*** TEXT EXCERPT Section Begins ***

At American Sound, he, along with guitarists Reggie Young and Bobby Womack, bassists Tommy Cogbill and Mike Leech, pianists and organists Bobby Woods and Bobby Emmons, and drummer Gene Chrisman, recorded the Box Tops ("Soul Deep"), Bobby Womack, Merrilee Rush, Mark Lindsay (Paul Revere and the Raiders), Sandy Posey (notably "Born a Woman" and "Single Girl"), Joe Tex, Wilson Pickett, Herbie Mann, Roy Hamilton, and Petula Clark.
During this period Moman established a songwriting partnership with fellow Memphis producer and songwriter Dan Penn. The pair co-wrote "Do Right Woman, Do Right Man", recorded by Aretha Franklin, and "The Dark End of the Street", which became the best-known song of the soul singer James Carr. Moman also played guitar on Franklin's recording sessions at the FAME Studios in Muscle Shoals.

In the 1960s, Moman worked for Stax Records before founding the American Sound Studio in Memphis, Tennessee, and later worked extensively in Nashville. As a record producer, Moman was known for recording Elvis Presley, Tammy Wynette, Bobby Womack, Carla Thomas, and Merrilee Rush, as well as guiding the career of the Box Tops. As a songwriter, he was responsible for standards associated with Aretha Franklin, James Carr, Waylon Jennings, and B. J. Thomas, including the Grammy-winning "(Hey Won't You Play) Another Somebody Done Somebody Wrong Song". He was also a session guitarist for Franklin and other musicians.

*** TEXT EXCERPT Section Ends ***
*** DATA EXCERPTS Section Begins ***

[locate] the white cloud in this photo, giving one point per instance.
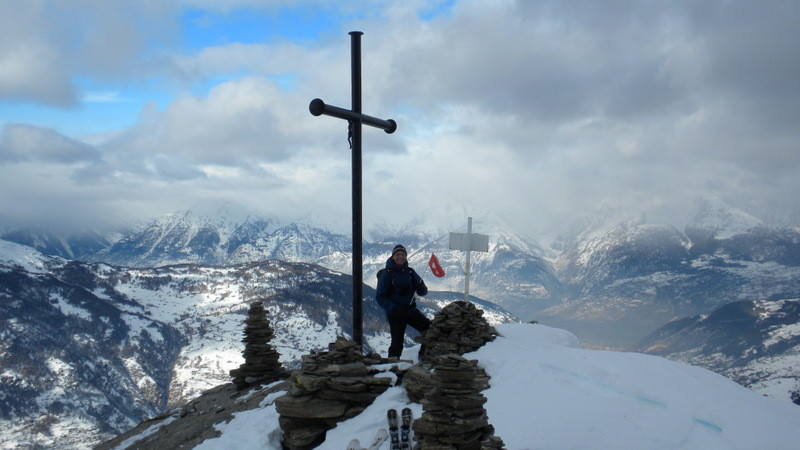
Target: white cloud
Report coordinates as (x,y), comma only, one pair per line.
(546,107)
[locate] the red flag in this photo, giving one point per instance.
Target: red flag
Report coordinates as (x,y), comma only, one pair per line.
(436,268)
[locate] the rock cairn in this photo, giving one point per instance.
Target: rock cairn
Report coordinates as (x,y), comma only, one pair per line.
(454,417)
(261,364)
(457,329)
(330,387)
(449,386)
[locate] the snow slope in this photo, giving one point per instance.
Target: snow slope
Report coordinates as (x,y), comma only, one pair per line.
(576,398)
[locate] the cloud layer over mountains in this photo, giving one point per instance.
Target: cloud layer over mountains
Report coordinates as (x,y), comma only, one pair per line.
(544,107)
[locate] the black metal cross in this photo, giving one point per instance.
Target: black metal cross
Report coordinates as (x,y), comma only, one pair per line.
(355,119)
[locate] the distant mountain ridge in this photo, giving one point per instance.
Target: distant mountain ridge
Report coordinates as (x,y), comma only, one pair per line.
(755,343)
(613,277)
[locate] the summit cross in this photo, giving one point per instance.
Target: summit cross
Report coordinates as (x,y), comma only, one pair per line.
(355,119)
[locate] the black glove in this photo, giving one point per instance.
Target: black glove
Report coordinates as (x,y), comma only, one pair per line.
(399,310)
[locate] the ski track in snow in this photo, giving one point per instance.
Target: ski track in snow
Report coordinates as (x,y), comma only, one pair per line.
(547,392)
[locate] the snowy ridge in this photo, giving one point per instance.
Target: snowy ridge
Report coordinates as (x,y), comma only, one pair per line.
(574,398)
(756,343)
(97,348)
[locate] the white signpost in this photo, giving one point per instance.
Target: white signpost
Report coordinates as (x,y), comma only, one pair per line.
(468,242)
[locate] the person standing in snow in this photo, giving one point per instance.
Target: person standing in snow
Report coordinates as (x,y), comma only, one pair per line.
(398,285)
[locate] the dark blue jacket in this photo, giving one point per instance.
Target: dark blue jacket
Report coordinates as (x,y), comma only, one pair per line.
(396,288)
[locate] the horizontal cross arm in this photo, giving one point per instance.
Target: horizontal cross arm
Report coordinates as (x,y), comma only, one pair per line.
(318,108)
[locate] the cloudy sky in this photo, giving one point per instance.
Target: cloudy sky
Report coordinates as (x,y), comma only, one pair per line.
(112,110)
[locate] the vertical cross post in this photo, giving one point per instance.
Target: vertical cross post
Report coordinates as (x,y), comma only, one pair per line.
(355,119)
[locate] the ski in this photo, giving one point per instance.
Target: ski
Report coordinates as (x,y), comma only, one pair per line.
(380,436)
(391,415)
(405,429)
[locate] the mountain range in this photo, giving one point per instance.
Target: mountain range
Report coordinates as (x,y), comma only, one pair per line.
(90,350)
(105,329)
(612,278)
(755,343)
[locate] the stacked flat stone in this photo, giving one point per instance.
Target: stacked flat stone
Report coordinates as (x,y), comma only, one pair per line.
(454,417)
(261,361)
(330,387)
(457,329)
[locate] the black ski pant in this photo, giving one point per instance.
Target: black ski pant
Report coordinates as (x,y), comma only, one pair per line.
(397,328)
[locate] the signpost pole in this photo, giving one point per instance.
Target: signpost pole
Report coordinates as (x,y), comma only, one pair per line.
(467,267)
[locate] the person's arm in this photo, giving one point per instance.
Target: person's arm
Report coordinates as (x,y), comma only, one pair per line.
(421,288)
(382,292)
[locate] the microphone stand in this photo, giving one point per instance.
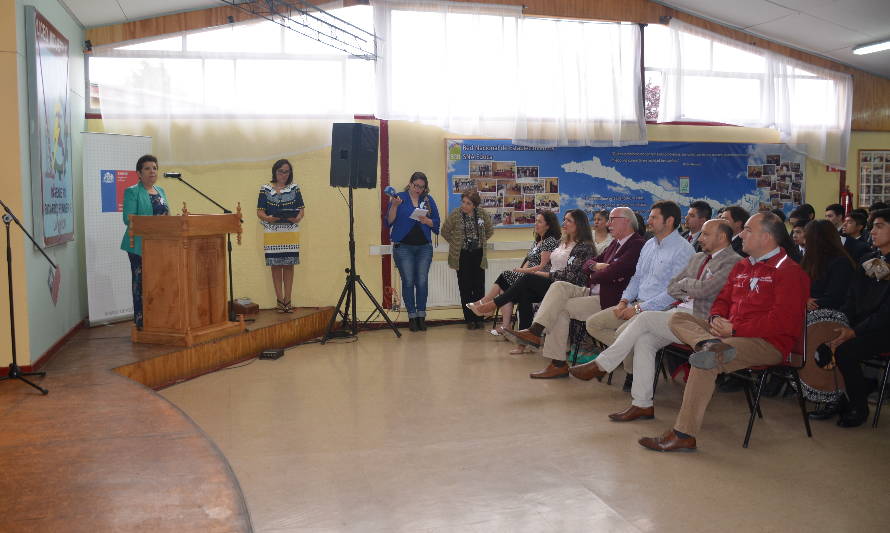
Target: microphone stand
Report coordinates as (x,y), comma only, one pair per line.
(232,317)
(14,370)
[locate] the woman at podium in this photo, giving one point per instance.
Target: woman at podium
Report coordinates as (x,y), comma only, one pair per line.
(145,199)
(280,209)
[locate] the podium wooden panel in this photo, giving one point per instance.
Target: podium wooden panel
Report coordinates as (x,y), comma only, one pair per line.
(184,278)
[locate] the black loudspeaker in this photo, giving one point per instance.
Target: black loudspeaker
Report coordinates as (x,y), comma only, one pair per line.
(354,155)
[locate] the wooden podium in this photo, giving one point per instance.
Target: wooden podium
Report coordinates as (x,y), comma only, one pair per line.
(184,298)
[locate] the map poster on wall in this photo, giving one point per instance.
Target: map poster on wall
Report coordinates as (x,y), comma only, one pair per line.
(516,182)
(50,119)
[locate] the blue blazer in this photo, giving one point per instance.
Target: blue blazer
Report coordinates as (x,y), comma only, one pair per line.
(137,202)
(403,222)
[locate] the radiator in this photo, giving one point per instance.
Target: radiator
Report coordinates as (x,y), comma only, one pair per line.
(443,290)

*** DATA EXCERPTS Section Ends ***

_EXERCISE A_: In the text about Moman's music career, who was his songwriting partner?
_EXERCISE B_: Write the next few sentences of the text about Moman's music career, picking up after its final sentence.

_TASK ANSWER A_: His partner was Dan Penn, a fellow Memphis producer and songwriter.

_TASK ANSWER B_:
===1970s===
During the late 1960s and early 1970s, American Sound became one of the most successful recording studios in the country, producing more than 120 charting singles by pop, soul, and country artists and at one point contributing over a quarter of the hits on the Billboard Hot 100. Moman produced Elvis Presley's 1969 album, From Elvis in Memphis - described as "arguably [Presley's] best album". Recording sessions for the album produced hit songs "In the Ghetto", "Suspicious Minds", and "Kentucky Rain," though the latter two did not appear on the album itself. During this time, Moman had a record label American Group Records (AGP), distributed by Amy-Mala-Bell.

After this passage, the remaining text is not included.